_Directions for this task_: Retype, word for word, every line of the records below starting at the one that contains "of the alloy" and ending at the one that contains "the silver suv"; include both of those lines and nothing more.
══ Exercise inputs
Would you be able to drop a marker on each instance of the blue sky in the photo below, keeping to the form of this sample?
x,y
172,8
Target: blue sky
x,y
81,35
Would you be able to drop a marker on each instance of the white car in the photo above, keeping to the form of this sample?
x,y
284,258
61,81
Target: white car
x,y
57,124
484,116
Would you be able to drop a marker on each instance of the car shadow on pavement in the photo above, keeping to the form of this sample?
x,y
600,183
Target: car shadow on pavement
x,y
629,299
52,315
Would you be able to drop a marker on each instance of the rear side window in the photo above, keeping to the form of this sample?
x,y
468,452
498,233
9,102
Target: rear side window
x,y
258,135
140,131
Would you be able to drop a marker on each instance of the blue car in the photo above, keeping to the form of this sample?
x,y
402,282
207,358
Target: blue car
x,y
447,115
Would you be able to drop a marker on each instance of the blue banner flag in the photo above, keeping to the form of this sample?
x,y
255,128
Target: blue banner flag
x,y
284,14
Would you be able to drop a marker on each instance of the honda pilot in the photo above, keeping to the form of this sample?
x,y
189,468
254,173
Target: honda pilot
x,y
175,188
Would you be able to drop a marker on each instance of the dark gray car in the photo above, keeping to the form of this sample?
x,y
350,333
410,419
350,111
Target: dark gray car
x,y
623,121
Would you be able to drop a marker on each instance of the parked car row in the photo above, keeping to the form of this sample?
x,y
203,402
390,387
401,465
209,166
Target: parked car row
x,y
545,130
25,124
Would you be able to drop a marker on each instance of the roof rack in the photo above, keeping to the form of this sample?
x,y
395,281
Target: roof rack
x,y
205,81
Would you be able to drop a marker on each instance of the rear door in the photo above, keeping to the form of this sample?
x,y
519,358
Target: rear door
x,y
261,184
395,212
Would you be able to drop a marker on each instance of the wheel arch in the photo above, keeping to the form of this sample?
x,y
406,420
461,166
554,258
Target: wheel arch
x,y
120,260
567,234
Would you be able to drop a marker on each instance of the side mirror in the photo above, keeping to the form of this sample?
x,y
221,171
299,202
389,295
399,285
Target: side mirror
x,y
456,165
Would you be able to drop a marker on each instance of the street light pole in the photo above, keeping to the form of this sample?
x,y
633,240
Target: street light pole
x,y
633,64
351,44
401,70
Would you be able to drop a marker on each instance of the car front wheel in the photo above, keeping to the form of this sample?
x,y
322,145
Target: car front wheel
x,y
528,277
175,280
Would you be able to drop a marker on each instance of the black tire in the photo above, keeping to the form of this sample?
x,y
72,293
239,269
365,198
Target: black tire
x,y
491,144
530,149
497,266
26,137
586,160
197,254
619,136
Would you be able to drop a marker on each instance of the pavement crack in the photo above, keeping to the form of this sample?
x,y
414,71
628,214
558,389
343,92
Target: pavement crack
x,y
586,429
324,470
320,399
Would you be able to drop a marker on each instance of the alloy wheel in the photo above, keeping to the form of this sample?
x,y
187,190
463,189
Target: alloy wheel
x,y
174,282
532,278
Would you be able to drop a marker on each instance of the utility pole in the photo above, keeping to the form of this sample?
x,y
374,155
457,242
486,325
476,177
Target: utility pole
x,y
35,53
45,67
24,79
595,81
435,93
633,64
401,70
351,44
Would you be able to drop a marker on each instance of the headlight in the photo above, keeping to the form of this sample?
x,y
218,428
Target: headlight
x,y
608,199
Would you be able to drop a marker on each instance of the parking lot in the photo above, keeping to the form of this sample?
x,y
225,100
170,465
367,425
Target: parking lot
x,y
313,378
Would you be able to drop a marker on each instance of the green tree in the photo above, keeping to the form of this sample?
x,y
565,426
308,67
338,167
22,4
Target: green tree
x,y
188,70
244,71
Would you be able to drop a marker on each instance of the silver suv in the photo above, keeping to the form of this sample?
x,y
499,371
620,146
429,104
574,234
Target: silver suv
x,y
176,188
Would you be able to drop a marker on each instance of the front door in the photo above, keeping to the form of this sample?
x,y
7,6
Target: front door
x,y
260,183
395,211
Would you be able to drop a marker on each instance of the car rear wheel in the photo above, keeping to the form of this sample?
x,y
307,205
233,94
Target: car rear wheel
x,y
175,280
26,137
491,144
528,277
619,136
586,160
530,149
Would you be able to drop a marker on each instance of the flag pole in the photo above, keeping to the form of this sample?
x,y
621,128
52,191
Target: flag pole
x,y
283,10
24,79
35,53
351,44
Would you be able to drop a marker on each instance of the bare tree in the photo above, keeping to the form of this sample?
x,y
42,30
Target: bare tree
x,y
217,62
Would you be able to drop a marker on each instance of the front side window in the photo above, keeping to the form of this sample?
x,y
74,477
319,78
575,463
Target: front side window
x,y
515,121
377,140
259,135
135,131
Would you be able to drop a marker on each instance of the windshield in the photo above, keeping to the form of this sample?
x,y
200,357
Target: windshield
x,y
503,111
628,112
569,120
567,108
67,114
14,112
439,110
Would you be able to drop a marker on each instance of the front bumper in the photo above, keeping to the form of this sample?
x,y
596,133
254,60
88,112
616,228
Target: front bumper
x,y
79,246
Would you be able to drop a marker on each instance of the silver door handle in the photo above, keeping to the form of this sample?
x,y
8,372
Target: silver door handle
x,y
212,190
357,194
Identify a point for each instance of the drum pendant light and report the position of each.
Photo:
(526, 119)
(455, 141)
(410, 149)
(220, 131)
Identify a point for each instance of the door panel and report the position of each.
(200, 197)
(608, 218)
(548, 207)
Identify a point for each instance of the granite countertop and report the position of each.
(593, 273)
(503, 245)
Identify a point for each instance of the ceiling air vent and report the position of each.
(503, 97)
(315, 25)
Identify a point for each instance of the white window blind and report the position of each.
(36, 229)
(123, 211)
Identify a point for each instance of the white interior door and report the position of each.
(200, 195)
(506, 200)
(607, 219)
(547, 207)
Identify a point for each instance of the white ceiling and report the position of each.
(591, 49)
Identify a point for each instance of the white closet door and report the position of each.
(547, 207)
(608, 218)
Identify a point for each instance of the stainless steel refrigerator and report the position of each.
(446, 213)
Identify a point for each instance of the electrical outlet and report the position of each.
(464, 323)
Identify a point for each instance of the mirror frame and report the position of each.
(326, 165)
════
══ Exercise inputs
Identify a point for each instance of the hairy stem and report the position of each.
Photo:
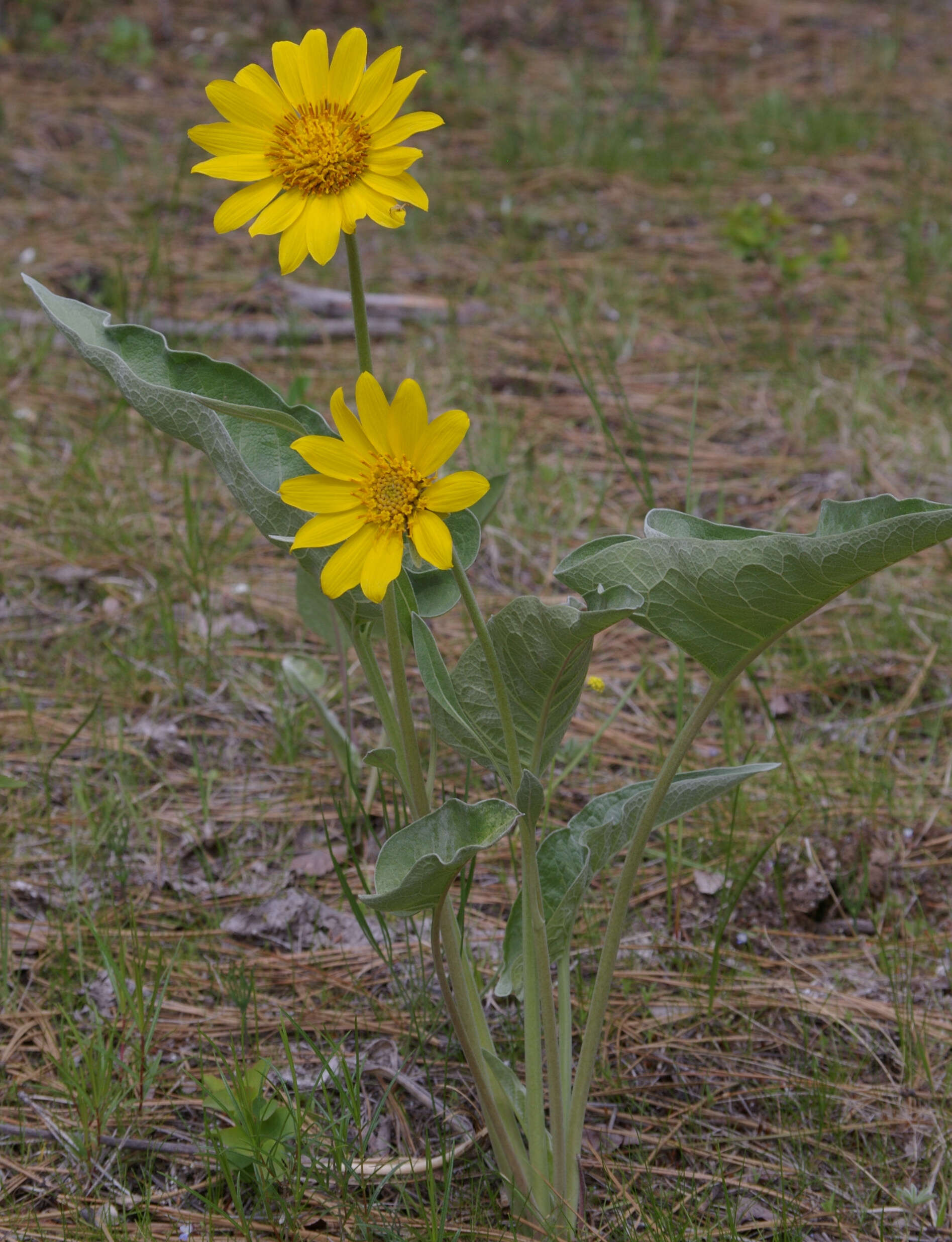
════
══ Exercise inputs
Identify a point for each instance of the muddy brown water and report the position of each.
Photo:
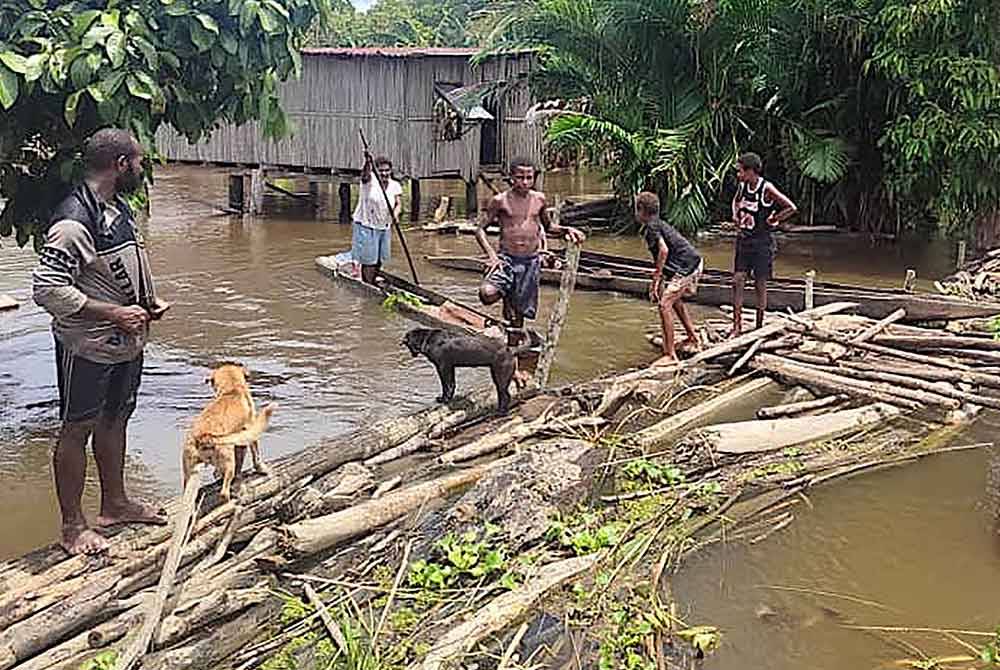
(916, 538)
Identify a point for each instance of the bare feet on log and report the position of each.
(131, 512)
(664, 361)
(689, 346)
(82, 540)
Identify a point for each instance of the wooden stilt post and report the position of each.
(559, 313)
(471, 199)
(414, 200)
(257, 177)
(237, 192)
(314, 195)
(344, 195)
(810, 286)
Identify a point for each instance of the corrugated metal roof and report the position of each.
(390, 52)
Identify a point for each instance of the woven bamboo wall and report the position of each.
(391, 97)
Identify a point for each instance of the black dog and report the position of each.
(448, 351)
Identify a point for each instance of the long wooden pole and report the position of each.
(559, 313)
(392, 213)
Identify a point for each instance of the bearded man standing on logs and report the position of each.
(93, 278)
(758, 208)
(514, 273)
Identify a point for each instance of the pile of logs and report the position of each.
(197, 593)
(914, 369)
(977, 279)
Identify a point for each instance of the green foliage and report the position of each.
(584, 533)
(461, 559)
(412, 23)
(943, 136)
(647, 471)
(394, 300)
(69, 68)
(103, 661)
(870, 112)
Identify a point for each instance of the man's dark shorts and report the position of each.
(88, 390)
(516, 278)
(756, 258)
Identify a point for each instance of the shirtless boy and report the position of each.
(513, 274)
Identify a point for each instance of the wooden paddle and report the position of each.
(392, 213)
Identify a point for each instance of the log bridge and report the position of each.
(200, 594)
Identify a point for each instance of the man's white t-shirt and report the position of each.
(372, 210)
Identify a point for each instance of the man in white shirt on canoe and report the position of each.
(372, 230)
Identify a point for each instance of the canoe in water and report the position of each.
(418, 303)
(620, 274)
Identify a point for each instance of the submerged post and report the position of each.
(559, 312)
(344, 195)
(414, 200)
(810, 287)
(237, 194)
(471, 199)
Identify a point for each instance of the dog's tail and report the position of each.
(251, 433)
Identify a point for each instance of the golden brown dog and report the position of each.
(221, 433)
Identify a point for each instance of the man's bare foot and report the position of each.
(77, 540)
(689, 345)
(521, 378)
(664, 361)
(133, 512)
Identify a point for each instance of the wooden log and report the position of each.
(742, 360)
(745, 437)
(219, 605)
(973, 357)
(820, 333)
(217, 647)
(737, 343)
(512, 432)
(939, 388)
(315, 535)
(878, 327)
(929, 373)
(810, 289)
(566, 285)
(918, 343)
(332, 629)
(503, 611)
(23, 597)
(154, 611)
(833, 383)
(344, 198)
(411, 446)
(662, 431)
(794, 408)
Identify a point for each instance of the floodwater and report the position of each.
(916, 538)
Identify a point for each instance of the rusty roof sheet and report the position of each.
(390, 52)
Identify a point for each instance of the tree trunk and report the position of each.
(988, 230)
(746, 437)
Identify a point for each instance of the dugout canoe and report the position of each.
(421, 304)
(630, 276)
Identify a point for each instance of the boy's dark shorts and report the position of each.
════
_Final answer_:
Would you be able to drop a marker on each instance of the alloy wheel in the photo above, keeping to the form of this sample?
x,y
187,190
463,189
Target: alloy wheel
x,y
174,282
532,278
Would you be able to drop a marker on each instance of the utility pole in the photo above, keeping to the form of this sample?
x,y
374,155
457,242
486,325
476,177
Target: utility pole
x,y
35,53
45,67
24,79
595,81
435,93
633,64
401,70
351,44
Would you be able to drop a marker on each instance of the headlight in the photo above, keeping to the form of this sample?
x,y
218,428
Target: headlight
x,y
608,199
Would you be able to drop a marker on each instance of the parking lot in the photo above, keeping to the form of this sample?
x,y
225,100
170,465
367,425
Target: parking lot
x,y
313,378
Would you be able to drop a marker on each instance of the green tree in the photo above, keeping to the form of this sample?
x,y
565,426
308,67
338,167
22,4
Target: green tree
x,y
188,70
244,71
Would you be able to drop a marker on each instance of the silver suv in the photo above, keeping to the form of this sample?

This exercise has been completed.